## CONSIGNA 1
Reproduzca textualmente la parte del fragmento sobre las centrales nucleares Atucha que comienza en "Juntas aportan más" y sigue hasta "empleados de comercio.", ambas inclusive.
## CONSIGNA 2
Retome el fragmento sobre las centrales nucleares Atucha y continúe su redacción a partir de la última oración.

## FRAGMENTO
En el partido bonaerense de Zárate, dos imponentes domos albergan los reactores que dan vida a las centrales de energía nuclear Atucha I y Atucha II

Por María Clara Olmos – Télam

Formados en el sistema científico tecnológico público, los ingenieros nucleares Sebastián Arralde, Eugenia Ermacora y Diego Garde contaron a Télam los detalles de su minucioso trabajo, regido siempre por «los más altos estándares de seguridad y calidad», que resultó pieza clave en la inédita reparación de la central Atucha II, única en su tipo en el mundo, que ubicó al talento argentino «a la vanguardia de la industria nuclear».

A pocos kilómetros de la ciudad de Lima, en el partido bonaerense de Zárate, dos imponentes domos albergan los reactores que dan vida a las centrales de energía nuclear Atucha I y Atucha II, gestionadas por la empresa de capital estatal Nucleoeléctrica Argentina.

Juntas aportan más de 1.000 megavatios eléctricos al Sistema Eléctrico Nacional y abastecen hogares e industrias a cada hora. Junto con Embalse, ambas generan el 10 por ciento de la energía nacional.

Allí trabaja desde hace una década Eugenia Ermacora, ingeniera química por la Universidad Nacional del Litoral, quien junto a su hermano -también ingeniero químico- se convirtieron en los primeros universitarios de una familia a la que dieron origen dos empleados de comercio.

«La industria nuclear me resulta sumamente apasionante no sólo por la generación de este tipo de energía en sí, sino por los desafíos que la industria presenta constantemente al exigir estándares muy altos en términos de seguridad y calidad, lo que nos impulsa a estar siempre a la vanguardia», expresa la ingeniera durante una visita de Télam al Complejo Nuclear Atucha.

## DATOS EXTRAÍDOS
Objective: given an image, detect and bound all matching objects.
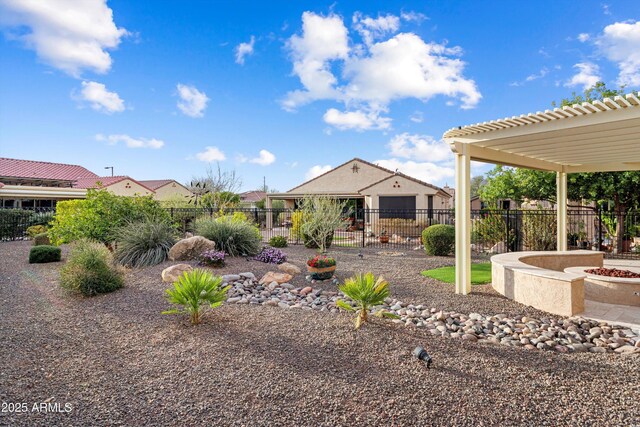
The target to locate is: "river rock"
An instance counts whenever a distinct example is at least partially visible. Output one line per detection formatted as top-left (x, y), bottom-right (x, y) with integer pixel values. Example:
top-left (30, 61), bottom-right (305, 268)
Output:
top-left (258, 271), bottom-right (293, 285)
top-left (162, 264), bottom-right (193, 283)
top-left (278, 262), bottom-right (301, 276)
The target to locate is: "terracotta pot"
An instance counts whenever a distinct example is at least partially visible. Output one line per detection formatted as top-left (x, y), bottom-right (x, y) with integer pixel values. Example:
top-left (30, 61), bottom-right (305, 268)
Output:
top-left (307, 265), bottom-right (337, 280)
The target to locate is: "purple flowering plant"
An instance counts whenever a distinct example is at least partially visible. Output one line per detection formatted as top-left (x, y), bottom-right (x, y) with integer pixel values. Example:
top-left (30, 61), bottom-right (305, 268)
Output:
top-left (199, 250), bottom-right (224, 267)
top-left (254, 247), bottom-right (287, 264)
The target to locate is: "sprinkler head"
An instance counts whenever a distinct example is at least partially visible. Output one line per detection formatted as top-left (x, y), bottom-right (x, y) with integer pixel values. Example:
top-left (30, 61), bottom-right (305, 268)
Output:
top-left (413, 347), bottom-right (432, 369)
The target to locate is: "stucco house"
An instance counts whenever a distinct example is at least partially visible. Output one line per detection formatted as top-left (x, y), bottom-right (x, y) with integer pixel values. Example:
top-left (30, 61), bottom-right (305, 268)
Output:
top-left (239, 190), bottom-right (267, 209)
top-left (267, 157), bottom-right (451, 210)
top-left (138, 179), bottom-right (193, 201)
top-left (0, 158), bottom-right (191, 208)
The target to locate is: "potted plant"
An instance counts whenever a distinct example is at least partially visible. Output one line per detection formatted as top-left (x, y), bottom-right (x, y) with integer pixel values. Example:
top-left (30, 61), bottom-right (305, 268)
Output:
top-left (379, 228), bottom-right (389, 243)
top-left (307, 255), bottom-right (336, 280)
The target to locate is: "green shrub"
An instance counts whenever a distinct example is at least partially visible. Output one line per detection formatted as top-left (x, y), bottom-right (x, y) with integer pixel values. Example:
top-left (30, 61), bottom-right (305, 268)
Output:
top-left (336, 272), bottom-right (399, 329)
top-left (29, 245), bottom-right (62, 264)
top-left (300, 196), bottom-right (347, 253)
top-left (114, 220), bottom-right (176, 267)
top-left (162, 269), bottom-right (231, 325)
top-left (196, 217), bottom-right (262, 256)
top-left (0, 209), bottom-right (33, 240)
top-left (49, 189), bottom-right (171, 244)
top-left (60, 239), bottom-right (124, 296)
top-left (33, 233), bottom-right (51, 246)
top-left (27, 225), bottom-right (47, 239)
top-left (269, 236), bottom-right (287, 248)
top-left (422, 224), bottom-right (456, 256)
top-left (520, 208), bottom-right (556, 251)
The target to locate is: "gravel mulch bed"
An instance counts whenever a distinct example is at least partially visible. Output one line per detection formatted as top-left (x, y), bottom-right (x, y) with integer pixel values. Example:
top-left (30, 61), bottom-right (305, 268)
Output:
top-left (0, 242), bottom-right (640, 426)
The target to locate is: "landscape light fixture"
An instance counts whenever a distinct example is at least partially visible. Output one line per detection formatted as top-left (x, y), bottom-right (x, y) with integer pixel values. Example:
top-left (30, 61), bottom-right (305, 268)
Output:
top-left (413, 347), bottom-right (432, 369)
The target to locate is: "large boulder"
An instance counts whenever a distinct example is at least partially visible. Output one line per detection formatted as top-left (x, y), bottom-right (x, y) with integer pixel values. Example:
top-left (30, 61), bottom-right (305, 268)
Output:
top-left (162, 264), bottom-right (193, 283)
top-left (259, 271), bottom-right (293, 285)
top-left (278, 262), bottom-right (300, 276)
top-left (169, 236), bottom-right (216, 261)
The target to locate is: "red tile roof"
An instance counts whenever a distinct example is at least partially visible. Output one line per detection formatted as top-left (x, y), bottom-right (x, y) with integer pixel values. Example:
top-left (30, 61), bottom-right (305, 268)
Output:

## RESULTADO DEL EJERCICIO 1
Juntas aportan más de 1.000 megavatios eléctricos al Sistema Eléctrico Nacional y abastecen hogares e industrias a cada hora. Junto con Embalse, ambas generan el 10 por ciento de la energía nacional.

Allí trabaja desde hace una década Eugenia Ermacora, ingeniera química por la Universidad Nacional del Litoral, quien junto a su hermano -también ingeniero químico- se convirtieron en los primeros universitarios de una familia a la que dieron origen dos empleados de comercio.

## RESULTADO DEL EJERCICIO 2
Ocurre que, desde quienes operan la sala de control -con las decenas de tableros de los que depende nada menos que la seguridad de la central nuclear y todo lo que está a su alrededor- hasta quienes se encargan de intervenir en zona radiológicamente controlada, todos allí se rigen bajo extrema rigurosidad científica y técnica.

«Está claro que no es sencillo operar una central nuclear. Hace falta una licencia específica (Licencia de Operación), que la otorga con rigurosidad la Autoridad Regulatoria Nuclear, y personal altamente calificado y capacitado», apunta Ermacora.

En el caso de Atucha, el calor necesario para que el reactor funcione se genera mediante la fisión de átomos de uranio (reacción por la que un átomo se divide en dos o más núcleos de átomos), que se produce bajo condiciones especiales para iniciar una reacción en cadena controlada.

Ese proceso -imperceptible al ojo humano- eleva la temperatura del agua pesada que circula dentro del reactor transfiriendo el calor a un generador de vapor que, impulsado por grandes turbinas conectadas a un generador eléctrico, produce finalmente la electricidad.

«Cada modificación o intervención que realizamos debe pasar por una serie de pasos exhaustivos para garantizar la seguridad radiológica», desde cálculos temodinámicos o termohidráulicos hasta el chequeo del famoso mameluco amarillo de protección, explica Ermacora.

Y continúa: «Siempre que se presentó un desafío, Atucha demostró estar a la altura con las distintas capacidades que tenemos los argentinos y la pasión con que lo hacemos».

Ya en 1988 la reparación de Atucha I fue noticia destacada en la agenda mediática cuando, con el recuerdo de Chernobyl muy presente, una falla de diseño amenazó terminar con la vida de esa central nuclear.

Hace un año, durante un control rutinario del reactor de Atucha II, se detectó que en un canal refrigerante del reactor (por donde circula el elemento combustible) fluía un caudal menor al adecuado.

Tras frenar la planta, advirtieron que uno de los cuatro separadores del reactor, piezas metálicas que se encuentran en el fondo del mismo, se había desprendido y obstruía el canal. Los tres restantes, en tanto, permanecían en su lugar.

Su extracción no era tarea sencilla: una pieza metálica de 14 kilos, 160 milímetros de diámetro y 90 milímetros de altura yacía en el fondo del reactor a 14 metros de distancia de la tapa, agua radioactiva mediante, al que sólo se podía acceder por canales de tan sólo 100 milímetros de diámetro.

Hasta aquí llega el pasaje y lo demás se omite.